===== PASSAGE CHOISI =====

Le temps — 5 décembre 2016​


Le temps, il se perd dans la durée. Il s’éternise, se défait en de longs filaments qui s’étiolent et se consument. Je n’arrive plus à remonter jusqu’au premier nœud, jusqu’à la première filasse. C’est long, c’est vaste, c’est du déjà-vu, du déjà-touché, du déjà-senti. Ça fuit de partout comme une plaie béante. J’ai perdu le contrôle. C’est hors de moi. Hors de ma volonté.

Attendre, je n’ai fait que ça. Toute ma vie. Tous les jours. Toutes les heures. Attendre que tu me regardes. Attendre que tu me parles. Attendre que tu m’écrives. Attendre que tu daignes me signifier que j’existe. Et j’attends encore, parce qu’au-delà de la ligne d’arrivée, il y a quelque chose d’autre, une autre course. D’autres idées. D’autres buts. Ça ne finit jamais, ça recommence, ça se défait et ça se construit en même temps. Et il faut continuer, vivre, s’accrocher, se conserver.

===== LISTE DES ENREGISTREMENTS =====

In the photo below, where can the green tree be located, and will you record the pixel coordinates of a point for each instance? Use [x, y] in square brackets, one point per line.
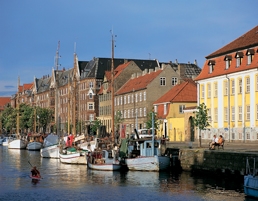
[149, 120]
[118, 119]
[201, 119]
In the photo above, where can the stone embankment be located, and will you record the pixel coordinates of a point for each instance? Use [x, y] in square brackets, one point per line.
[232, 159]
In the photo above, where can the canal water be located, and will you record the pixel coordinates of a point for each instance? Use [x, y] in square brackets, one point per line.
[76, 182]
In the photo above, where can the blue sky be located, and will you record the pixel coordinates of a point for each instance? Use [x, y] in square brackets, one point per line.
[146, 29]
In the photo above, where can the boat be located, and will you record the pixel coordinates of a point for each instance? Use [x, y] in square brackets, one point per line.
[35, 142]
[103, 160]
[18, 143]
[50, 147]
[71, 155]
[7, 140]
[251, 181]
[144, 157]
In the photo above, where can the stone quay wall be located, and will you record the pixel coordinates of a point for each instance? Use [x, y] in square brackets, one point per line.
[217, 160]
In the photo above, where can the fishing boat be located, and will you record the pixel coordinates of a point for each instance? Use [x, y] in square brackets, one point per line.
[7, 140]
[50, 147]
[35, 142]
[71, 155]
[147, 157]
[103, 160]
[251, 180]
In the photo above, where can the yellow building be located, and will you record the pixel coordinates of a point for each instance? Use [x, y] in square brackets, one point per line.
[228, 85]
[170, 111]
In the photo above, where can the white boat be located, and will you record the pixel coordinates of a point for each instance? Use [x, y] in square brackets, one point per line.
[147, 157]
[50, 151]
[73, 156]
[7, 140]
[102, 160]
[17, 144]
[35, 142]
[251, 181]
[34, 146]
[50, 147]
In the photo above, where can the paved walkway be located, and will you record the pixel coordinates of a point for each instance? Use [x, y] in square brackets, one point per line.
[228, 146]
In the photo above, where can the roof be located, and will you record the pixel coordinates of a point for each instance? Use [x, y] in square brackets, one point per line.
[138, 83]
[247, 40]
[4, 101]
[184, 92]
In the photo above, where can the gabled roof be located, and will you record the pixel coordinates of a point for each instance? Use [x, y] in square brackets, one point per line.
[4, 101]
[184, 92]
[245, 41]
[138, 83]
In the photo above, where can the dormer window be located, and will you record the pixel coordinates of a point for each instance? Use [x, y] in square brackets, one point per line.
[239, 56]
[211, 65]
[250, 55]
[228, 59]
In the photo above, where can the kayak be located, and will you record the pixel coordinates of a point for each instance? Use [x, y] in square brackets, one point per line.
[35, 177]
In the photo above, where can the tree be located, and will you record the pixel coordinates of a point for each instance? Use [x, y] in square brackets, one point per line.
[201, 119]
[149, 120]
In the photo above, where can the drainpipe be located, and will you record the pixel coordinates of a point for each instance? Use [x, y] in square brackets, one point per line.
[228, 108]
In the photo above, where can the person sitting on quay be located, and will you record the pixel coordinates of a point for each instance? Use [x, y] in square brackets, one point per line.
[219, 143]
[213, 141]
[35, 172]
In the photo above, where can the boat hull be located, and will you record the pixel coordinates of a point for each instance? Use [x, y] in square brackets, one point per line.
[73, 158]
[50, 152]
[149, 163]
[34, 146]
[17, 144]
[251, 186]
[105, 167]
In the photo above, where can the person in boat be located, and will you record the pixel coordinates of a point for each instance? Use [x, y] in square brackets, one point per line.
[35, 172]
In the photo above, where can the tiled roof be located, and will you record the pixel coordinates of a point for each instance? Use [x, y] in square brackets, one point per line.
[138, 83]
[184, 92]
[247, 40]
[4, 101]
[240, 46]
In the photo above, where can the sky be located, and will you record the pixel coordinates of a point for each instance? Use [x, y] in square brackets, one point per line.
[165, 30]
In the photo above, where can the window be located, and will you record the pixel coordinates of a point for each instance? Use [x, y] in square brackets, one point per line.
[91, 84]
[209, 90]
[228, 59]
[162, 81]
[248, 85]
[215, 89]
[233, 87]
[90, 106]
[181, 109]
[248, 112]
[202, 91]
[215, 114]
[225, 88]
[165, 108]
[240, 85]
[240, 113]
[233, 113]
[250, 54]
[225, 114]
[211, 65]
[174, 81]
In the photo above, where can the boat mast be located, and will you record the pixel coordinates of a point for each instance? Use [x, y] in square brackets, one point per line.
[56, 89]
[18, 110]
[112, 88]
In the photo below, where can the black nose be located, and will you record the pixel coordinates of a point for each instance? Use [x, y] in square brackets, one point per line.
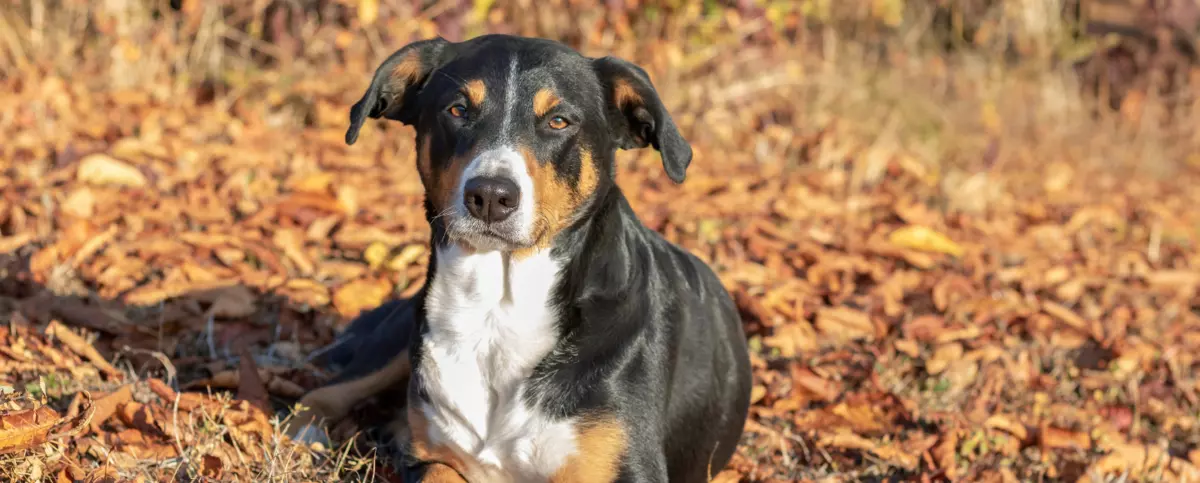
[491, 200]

=====

§ CONSIGNES DE TRAVAIL:
- A) Résumez en deux phrases le passage sur le temps.
- B) Reproduisez fidèlement la partie du passage sur le temps qui commence par les mots contenant « Le temps, il » et se termine par « s’accrocher, se conserver. ».
- C) Poursuivez l'écriture du passage sur le temps à partir de l'endroit où il s'arrête.
Les enregistrements n'ont aucun rôle ici.

§ RÉPONSES PAR CONSIGNE:
- A) Le temps s'éternise et se défait en filaments au point d'échapper à tout contrôle et à toute volonté. Toute une vie s'est passée à attendre que l'autre regarde, parle, écrive ou signifie une existence, et cette attente recommence sans fin avec d'autres courses et d'autres buts, alors qu'il faut continuer à vivre et à s'accrocher.

- B)
Le temps, il se perd dans la durée. Il s’éternise, se défait en de longs filaments qui s’étiolent et se consument. Je n’arrive plus à remonter jusqu’au premier nœud, jusqu’à la première filasse. C’est long, c’est vaste, c’est du déjà-vu, du déjà-touché, du déjà-senti. Ça fuit de partout comme une plaie béante. J’ai perdu le contrôle. C’est hors de moi. Hors de ma volonté.

Attendre, je n’ai fait que ça. Toute ma vie. Tous les jours. Toutes les heures. Attendre que tu me regardes. Attendre que tu me parles. Attendre que tu m’écrives. Attendre que tu daignes me signifier que j’existe. Et j’attends encore, parce qu’au-delà de la ligne d’arrivée, il y a quelque chose d’autre, une autre course. D’autres idées. D’autres buts. Ça ne finit jamais, ça recommence, ça se défait et ça se construit en même temps. Et il faut continuer, vivre, s’accrocher, se conserver.

- C)
Le passé s’éloigne. Des il y a dix ans. Des il y a vingt ans. De plus en plus. Des retours en arrière. Des regrets et de la nostalgie. Mais surtout, l’inconstance. Les semaines qui ont duré des années et les jours qui ont duré des heures. Ça ne paraît pas au premier abord, mais ça se relativise. Et malgré tous les mots inutiles, il faut attendre encore. La fin. Le sommeil. Son tour.

Je ne sais rien faire d’autre qu’attendre. Passive dans ma propre existence. Tournée vers l’intérieur, observatrice des événements qui filent. Présente à moitié dans mon propre quotidien. J’attends. Et j’attends encore. Qu’ils grandissent. Que l’été arrive. Que tu me téléphones. D’être plus riche, plus maigre, plus forte. Et ça se disloque avant le dernier tournant. Ça ne tient pas la route. Il faut attendre autre chose. Quelque chose qui m’apaisera. Qui me soulagera. Et ça n’arrête jamais.

J’attends. Et j’ai attendu toute ma vie. Je suis desséchée, momifiée sur place. Embourbée dans les mille et une possibilités que j’ai inventées. Tétanisée pas l’anxiété. Par les et si, les s’il fallait et les j’aurais dû.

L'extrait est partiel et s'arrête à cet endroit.